Information supplied ▸
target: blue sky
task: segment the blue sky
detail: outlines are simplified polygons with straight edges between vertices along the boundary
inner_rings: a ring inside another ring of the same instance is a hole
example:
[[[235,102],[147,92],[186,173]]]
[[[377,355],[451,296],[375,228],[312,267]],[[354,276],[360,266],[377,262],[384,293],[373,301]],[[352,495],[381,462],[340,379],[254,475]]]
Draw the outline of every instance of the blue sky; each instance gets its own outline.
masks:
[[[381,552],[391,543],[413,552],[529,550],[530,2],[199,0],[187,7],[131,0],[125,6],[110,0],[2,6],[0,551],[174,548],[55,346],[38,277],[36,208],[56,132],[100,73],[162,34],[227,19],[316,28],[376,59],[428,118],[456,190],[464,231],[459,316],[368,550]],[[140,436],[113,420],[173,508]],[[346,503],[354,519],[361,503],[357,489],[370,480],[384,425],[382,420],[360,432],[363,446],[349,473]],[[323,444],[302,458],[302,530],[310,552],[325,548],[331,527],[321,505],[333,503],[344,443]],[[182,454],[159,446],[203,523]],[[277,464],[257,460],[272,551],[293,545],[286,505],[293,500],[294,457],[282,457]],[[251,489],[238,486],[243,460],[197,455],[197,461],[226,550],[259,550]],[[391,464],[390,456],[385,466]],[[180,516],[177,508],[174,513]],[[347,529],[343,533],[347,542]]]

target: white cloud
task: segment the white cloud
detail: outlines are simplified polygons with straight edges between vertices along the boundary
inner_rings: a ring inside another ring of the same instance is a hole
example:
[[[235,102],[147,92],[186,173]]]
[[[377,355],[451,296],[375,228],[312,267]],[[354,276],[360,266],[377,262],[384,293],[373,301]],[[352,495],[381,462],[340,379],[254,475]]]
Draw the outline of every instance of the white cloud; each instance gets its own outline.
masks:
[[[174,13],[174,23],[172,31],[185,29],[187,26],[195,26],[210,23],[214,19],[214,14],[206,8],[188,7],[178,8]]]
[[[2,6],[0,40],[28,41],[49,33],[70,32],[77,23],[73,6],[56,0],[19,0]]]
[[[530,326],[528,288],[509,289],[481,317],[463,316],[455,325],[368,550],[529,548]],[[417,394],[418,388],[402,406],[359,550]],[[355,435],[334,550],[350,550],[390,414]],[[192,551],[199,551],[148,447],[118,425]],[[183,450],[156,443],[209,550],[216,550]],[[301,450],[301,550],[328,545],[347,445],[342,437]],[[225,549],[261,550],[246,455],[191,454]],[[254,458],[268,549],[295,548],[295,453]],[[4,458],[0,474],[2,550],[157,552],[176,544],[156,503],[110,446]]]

Exercise instructions ▸ Please copy all of the rows above verbatim, leaving every character unchanged.

Reply to the exercise ▸
target: blue sky
task: segment the blue sky
detail: outlines are simplified polygons with straight edges between vertices along the boundary
inner_rings: a ring inside another ring of the same instance is a hole
example:
[[[235,102],[147,92],[186,173]]]
[[[377,355],[451,296],[375,228],[312,267]],[[354,276],[360,266],[377,262],[384,293],[373,301]],[[352,495],[381,462],[340,379],[254,475]]]
Draw the outline of every instance of the blue sky; each instance gets its own outline.
masks:
[[[381,552],[391,543],[413,552],[529,550],[530,2],[199,0],[187,7],[131,0],[125,6],[110,0],[2,6],[0,551],[174,548],[55,346],[38,277],[36,208],[56,132],[100,73],[162,34],[227,19],[316,28],[376,59],[428,118],[456,190],[464,231],[459,316],[368,550]],[[140,436],[113,420],[173,508]],[[346,503],[354,519],[361,503],[357,489],[370,480],[384,425],[382,420],[360,432],[363,446],[349,473]],[[323,444],[302,458],[302,530],[310,552],[325,548],[331,527],[321,505],[333,503],[344,443]],[[182,454],[159,446],[203,523]],[[277,464],[257,460],[272,551],[293,545],[286,505],[293,500],[294,457],[282,457]],[[251,489],[238,486],[243,460],[197,455],[197,461],[226,550],[259,550]],[[391,464],[390,456],[385,466]],[[180,516],[177,508],[174,513]],[[347,529],[343,533],[347,542]]]

target: white cloud
task: segment the white cloud
detail: outlines are simplified polygons with straight edges between vertices along the boundary
inner_rings: a ring inside another ring of the same instance is a hole
example:
[[[235,102],[147,92],[186,173]]]
[[[377,355],[451,296],[375,228],[312,267]],[[354,276],[360,266],[377,262],[384,293],[373,301]],[[352,495],[381,462],[340,379],[254,475]]]
Draw the outline of every instance of the white cloud; each instance gets its own outline.
masks:
[[[174,13],[174,23],[172,31],[185,29],[187,26],[195,26],[210,23],[214,19],[214,14],[206,8],[188,7],[178,8]]]
[[[2,6],[0,40],[28,41],[49,33],[70,32],[77,23],[73,6],[56,0],[19,0]]]
[[[530,326],[528,288],[509,289],[481,317],[463,316],[455,325],[368,550],[529,548]],[[417,394],[418,388],[402,406],[359,550]],[[355,435],[334,550],[350,550],[390,414]],[[192,551],[199,551],[148,447],[118,425]],[[183,450],[156,443],[209,550],[216,550]],[[301,450],[301,550],[328,545],[347,445],[342,437]],[[225,549],[261,550],[246,455],[191,454]],[[254,458],[268,549],[295,548],[295,453]],[[4,458],[0,474],[2,550],[157,552],[176,544],[156,503],[110,446]]]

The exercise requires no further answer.